Try it -> A faithful, complete copy of the records is required.

Stored data entries:
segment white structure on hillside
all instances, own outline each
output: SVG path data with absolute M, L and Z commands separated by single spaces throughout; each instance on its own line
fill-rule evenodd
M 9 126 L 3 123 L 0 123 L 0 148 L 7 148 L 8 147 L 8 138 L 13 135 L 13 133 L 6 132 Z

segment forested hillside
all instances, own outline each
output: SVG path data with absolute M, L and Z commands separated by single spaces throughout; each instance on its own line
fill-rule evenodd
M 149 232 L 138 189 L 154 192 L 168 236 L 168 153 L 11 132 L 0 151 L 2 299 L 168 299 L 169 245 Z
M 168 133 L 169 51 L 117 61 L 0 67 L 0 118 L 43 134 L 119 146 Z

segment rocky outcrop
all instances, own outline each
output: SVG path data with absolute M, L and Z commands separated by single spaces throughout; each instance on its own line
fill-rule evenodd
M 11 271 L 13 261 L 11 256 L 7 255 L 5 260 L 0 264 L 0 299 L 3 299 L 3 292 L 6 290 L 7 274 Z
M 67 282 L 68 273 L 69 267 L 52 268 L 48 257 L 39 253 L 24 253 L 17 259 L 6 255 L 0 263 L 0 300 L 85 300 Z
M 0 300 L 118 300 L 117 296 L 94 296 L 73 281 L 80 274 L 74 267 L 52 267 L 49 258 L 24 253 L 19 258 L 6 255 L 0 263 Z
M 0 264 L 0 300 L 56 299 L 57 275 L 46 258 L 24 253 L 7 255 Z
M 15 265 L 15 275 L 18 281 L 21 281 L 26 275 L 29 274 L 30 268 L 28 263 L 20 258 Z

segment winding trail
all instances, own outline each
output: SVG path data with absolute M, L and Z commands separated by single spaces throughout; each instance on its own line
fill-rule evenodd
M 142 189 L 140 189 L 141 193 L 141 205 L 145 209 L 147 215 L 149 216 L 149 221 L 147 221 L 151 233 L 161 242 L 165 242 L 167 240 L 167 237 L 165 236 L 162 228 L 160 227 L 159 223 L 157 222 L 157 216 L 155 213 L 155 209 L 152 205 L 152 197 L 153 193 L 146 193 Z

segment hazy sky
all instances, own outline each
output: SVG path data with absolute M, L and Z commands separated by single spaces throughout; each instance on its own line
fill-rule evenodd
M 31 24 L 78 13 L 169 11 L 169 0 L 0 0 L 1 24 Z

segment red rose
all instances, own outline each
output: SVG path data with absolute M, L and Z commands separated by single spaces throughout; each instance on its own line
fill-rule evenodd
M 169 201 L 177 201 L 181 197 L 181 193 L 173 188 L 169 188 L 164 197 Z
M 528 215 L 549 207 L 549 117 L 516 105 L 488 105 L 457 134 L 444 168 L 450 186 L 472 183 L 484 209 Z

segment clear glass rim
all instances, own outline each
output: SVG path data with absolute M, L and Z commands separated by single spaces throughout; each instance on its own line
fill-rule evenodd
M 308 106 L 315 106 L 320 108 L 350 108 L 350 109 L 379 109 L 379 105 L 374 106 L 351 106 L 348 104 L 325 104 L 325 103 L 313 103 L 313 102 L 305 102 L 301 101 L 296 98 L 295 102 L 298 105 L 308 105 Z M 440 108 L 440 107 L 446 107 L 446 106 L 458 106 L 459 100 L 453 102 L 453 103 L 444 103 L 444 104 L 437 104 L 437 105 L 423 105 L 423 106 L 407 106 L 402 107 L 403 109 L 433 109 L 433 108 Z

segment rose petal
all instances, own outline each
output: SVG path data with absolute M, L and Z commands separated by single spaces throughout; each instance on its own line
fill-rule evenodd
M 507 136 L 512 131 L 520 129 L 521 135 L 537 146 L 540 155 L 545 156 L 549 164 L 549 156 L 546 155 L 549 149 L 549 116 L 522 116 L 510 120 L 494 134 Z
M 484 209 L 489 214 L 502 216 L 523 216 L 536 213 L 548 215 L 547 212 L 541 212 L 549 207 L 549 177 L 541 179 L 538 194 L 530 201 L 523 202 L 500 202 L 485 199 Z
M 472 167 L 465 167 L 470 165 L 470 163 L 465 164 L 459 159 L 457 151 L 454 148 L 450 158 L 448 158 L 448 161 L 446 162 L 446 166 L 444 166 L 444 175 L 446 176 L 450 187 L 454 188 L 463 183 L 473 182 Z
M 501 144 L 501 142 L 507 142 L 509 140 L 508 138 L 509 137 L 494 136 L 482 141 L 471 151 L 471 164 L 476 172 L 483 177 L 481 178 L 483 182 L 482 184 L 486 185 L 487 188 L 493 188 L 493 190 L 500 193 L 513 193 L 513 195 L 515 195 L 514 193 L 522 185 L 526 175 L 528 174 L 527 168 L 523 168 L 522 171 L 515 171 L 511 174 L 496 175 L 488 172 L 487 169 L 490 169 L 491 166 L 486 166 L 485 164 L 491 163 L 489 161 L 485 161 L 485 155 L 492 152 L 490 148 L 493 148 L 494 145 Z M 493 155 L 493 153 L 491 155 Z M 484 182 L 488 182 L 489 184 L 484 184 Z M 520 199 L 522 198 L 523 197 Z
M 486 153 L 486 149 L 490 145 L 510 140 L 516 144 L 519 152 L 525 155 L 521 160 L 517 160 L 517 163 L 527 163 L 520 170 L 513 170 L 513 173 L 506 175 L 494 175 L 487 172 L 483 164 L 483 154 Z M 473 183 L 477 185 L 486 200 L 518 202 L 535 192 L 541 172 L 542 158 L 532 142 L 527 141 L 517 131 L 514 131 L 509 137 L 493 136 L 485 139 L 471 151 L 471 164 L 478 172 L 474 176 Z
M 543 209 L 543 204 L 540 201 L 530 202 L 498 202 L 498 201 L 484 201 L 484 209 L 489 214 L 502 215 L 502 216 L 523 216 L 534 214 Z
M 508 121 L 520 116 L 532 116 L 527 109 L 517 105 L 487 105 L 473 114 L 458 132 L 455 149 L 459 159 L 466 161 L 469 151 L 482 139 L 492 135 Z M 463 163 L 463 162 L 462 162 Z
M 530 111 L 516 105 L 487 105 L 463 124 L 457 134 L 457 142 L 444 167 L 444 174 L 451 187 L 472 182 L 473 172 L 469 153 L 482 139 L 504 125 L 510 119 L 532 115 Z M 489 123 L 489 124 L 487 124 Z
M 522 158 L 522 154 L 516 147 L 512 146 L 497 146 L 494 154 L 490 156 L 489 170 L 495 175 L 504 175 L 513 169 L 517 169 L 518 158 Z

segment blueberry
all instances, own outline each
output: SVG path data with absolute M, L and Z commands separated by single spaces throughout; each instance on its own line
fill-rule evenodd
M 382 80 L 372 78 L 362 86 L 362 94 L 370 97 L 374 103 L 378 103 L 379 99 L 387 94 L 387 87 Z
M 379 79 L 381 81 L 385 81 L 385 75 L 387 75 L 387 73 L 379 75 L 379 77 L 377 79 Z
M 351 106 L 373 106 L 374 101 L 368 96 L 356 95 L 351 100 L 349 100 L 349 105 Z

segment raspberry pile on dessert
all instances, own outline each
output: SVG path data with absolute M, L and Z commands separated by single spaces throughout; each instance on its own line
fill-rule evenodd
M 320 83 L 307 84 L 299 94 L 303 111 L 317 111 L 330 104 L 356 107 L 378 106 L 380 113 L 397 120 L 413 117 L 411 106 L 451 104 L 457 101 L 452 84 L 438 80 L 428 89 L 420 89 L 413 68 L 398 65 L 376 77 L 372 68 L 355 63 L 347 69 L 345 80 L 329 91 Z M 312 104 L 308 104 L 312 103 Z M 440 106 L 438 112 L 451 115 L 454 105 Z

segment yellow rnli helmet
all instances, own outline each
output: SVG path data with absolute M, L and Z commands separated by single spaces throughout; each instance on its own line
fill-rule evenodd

Result ->
segment white structure on hillside
all instances, own outline each
output: SVG path data with absolute M, L and Z commands separated by single spaces throughout; each instance on its own line
fill-rule evenodd
M 9 126 L 3 123 L 0 123 L 0 148 L 7 148 L 8 147 L 8 138 L 13 135 L 13 133 L 6 132 Z

segment forested hillside
all instances, own outline each
output: SVG path data with absolute M, L and Z commands separated by single spaces throughout; each instance on its own line
fill-rule evenodd
M 149 232 L 138 189 L 154 192 L 168 236 L 168 153 L 11 132 L 0 151 L 2 299 L 168 299 L 169 245 Z
M 168 133 L 169 51 L 117 61 L 0 67 L 0 118 L 43 134 L 119 146 Z

segment rocky outcrop
all instances, own outline each
output: SVG path data with absolute M, L and Z commands separated by single spaces throughout; each instance on its own line
fill-rule evenodd
M 11 271 L 13 261 L 11 256 L 7 255 L 5 260 L 0 264 L 0 299 L 3 299 L 3 292 L 6 290 L 7 274 Z
M 67 282 L 68 273 L 69 267 L 52 268 L 48 257 L 39 253 L 24 253 L 17 259 L 6 255 L 0 263 L 0 300 L 85 300 Z
M 0 300 L 118 300 L 117 296 L 94 296 L 73 281 L 80 274 L 74 267 L 52 267 L 49 258 L 24 253 L 19 258 L 6 255 L 0 263 Z
M 0 264 L 0 300 L 56 299 L 57 275 L 46 258 L 24 253 L 7 255 Z
M 15 265 L 15 275 L 18 281 L 21 281 L 26 275 L 29 274 L 30 268 L 28 263 L 20 258 Z

segment winding trail
all instances, own outline each
output: SVG path data with absolute M, L and Z commands separated by single spaces throughout; each instance on its own line
fill-rule evenodd
M 142 189 L 140 189 L 141 193 L 141 205 L 145 209 L 147 215 L 149 216 L 149 221 L 147 221 L 151 233 L 161 242 L 165 242 L 167 240 L 167 237 L 165 236 L 162 228 L 160 227 L 159 223 L 157 222 L 157 216 L 155 213 L 155 209 L 152 205 L 152 197 L 153 193 L 146 193 Z

segment hazy sky
all instances, own outline each
output: SVG path data with absolute M, L and Z commands separated by single spaces throughout; each instance on its own line
fill-rule evenodd
M 31 24 L 78 13 L 169 11 L 169 0 L 0 0 L 1 24 Z

segment red rose
all instances, own outline each
output: SVG path data with absolute M, L and Z commands separated by single spaces throughout; each instance on its own line
fill-rule evenodd
M 169 201 L 177 201 L 181 197 L 181 193 L 173 188 L 169 188 L 164 197 Z
M 528 215 L 549 207 L 549 117 L 516 105 L 488 105 L 457 134 L 444 168 L 450 186 L 472 183 L 484 209 Z

segment clear glass rim
all instances, own outline each
output: SVG path data with absolute M, L and Z commands separated by single spaces throughout; each instance on its own line
fill-rule evenodd
M 308 106 L 315 106 L 320 108 L 350 108 L 350 109 L 379 109 L 379 105 L 374 106 L 351 106 L 348 104 L 325 104 L 325 103 L 313 103 L 313 102 L 305 102 L 301 101 L 296 98 L 295 102 L 298 105 L 308 105 Z M 440 108 L 440 107 L 446 107 L 446 106 L 458 106 L 459 100 L 453 102 L 453 103 L 444 103 L 444 104 L 437 104 L 437 105 L 423 105 L 423 106 L 407 106 L 402 107 L 403 109 L 433 109 L 433 108 Z

segment rose petal
all instances, own outline each
output: SVG path data with absolute M, L and Z commands separated by single spaces throughout; each instance on its own line
fill-rule evenodd
M 507 136 L 512 131 L 520 129 L 521 135 L 537 146 L 540 155 L 545 156 L 549 164 L 549 156 L 546 155 L 549 149 L 549 116 L 522 116 L 510 120 L 494 134 Z
M 484 209 L 489 214 L 502 216 L 523 216 L 536 213 L 548 215 L 547 212 L 541 212 L 549 207 L 549 177 L 541 179 L 538 194 L 530 201 L 523 202 L 500 202 L 485 199 Z
M 472 167 L 465 167 L 470 165 L 470 163 L 465 164 L 459 159 L 457 151 L 454 148 L 450 158 L 448 158 L 448 161 L 446 162 L 446 166 L 444 166 L 444 175 L 446 176 L 450 187 L 454 188 L 463 183 L 473 182 Z
M 501 144 L 501 142 L 507 142 L 509 140 L 508 138 L 509 137 L 494 136 L 482 141 L 471 151 L 471 164 L 476 172 L 483 177 L 481 178 L 483 182 L 482 184 L 486 185 L 487 188 L 493 188 L 493 190 L 500 193 L 513 193 L 513 195 L 515 195 L 514 193 L 522 185 L 526 175 L 528 174 L 527 168 L 523 168 L 522 171 L 515 171 L 511 174 L 496 175 L 488 172 L 487 169 L 490 169 L 491 166 L 486 166 L 485 164 L 491 163 L 489 161 L 485 161 L 485 155 L 492 152 L 490 148 L 493 148 L 494 145 Z M 493 155 L 493 153 L 491 155 Z M 484 182 L 488 182 L 489 184 L 484 184 Z M 520 199 L 522 198 L 523 197 Z
M 486 153 L 486 149 L 490 145 L 510 140 L 516 144 L 519 152 L 525 155 L 521 160 L 517 160 L 517 163 L 527 163 L 520 170 L 513 170 L 513 173 L 506 175 L 494 175 L 487 172 L 483 164 L 483 154 Z M 473 183 L 477 185 L 486 200 L 518 202 L 535 192 L 541 172 L 542 158 L 532 142 L 527 141 L 517 131 L 514 131 L 509 137 L 493 136 L 485 139 L 471 151 L 471 164 L 478 172 L 474 176 Z
M 543 209 L 543 204 L 540 201 L 530 202 L 498 202 L 498 201 L 484 201 L 484 209 L 489 214 L 502 215 L 502 216 L 523 216 L 534 214 Z
M 508 121 L 520 116 L 532 116 L 527 109 L 517 105 L 487 105 L 473 114 L 458 132 L 455 149 L 459 159 L 466 161 L 469 151 L 482 139 L 492 135 Z M 463 163 L 463 162 L 462 162 Z
M 530 111 L 516 105 L 487 105 L 463 124 L 457 134 L 457 142 L 444 167 L 444 174 L 451 187 L 472 182 L 473 172 L 469 153 L 482 139 L 504 125 L 510 119 L 532 115 Z M 489 123 L 489 124 L 487 124 Z
M 522 158 L 522 154 L 516 147 L 512 146 L 497 146 L 494 154 L 490 156 L 489 170 L 495 175 L 504 175 L 513 169 L 517 169 L 518 158 Z

segment blueberry
all instances, own outline each
output: SVG path data with absolute M, L and Z commands separated by single spaces throughout; each instance on its own line
fill-rule evenodd
M 382 80 L 372 78 L 362 86 L 362 94 L 370 97 L 374 103 L 378 103 L 379 99 L 387 94 L 387 87 Z
M 379 79 L 381 81 L 385 81 L 385 75 L 387 75 L 387 73 L 379 75 L 379 77 L 377 79 Z
M 351 106 L 373 106 L 374 101 L 368 96 L 356 95 L 351 100 L 349 100 L 349 105 Z

segment raspberry pile on dessert
all instances, own outline each
output: SVG path data with absolute M, L and Z commands separated by single spaces throughout; each instance on its own line
fill-rule evenodd
M 320 83 L 307 84 L 299 94 L 303 111 L 317 111 L 330 104 L 356 107 L 378 106 L 380 113 L 397 120 L 413 117 L 411 106 L 451 104 L 457 101 L 452 84 L 438 80 L 428 89 L 420 89 L 413 68 L 398 65 L 376 77 L 372 68 L 355 63 L 347 69 L 345 80 L 329 91 Z M 312 104 L 308 104 L 312 103 Z M 440 106 L 438 112 L 451 115 L 454 105 Z

segment yellow rnli helmet
all instances, own outline each
output: SVG path data with absolute M, L and Z commands separated by single spaces throughout; each instance on its own line
fill-rule evenodd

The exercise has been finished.